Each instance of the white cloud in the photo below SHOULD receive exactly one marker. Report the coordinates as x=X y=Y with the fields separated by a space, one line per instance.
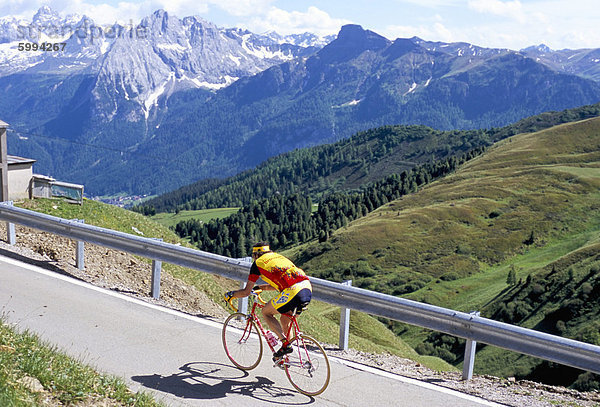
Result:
x=288 y=22
x=242 y=8
x=511 y=9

==========

Your copy should hold all the data word for word. It should hold no pictures.

Each instance of the white cloud in the photo below SHOULD receive exactly one marker. Report the coordinates as x=X y=Y with the fields separated by a space, one line per instance.
Result:
x=288 y=22
x=242 y=8
x=511 y=9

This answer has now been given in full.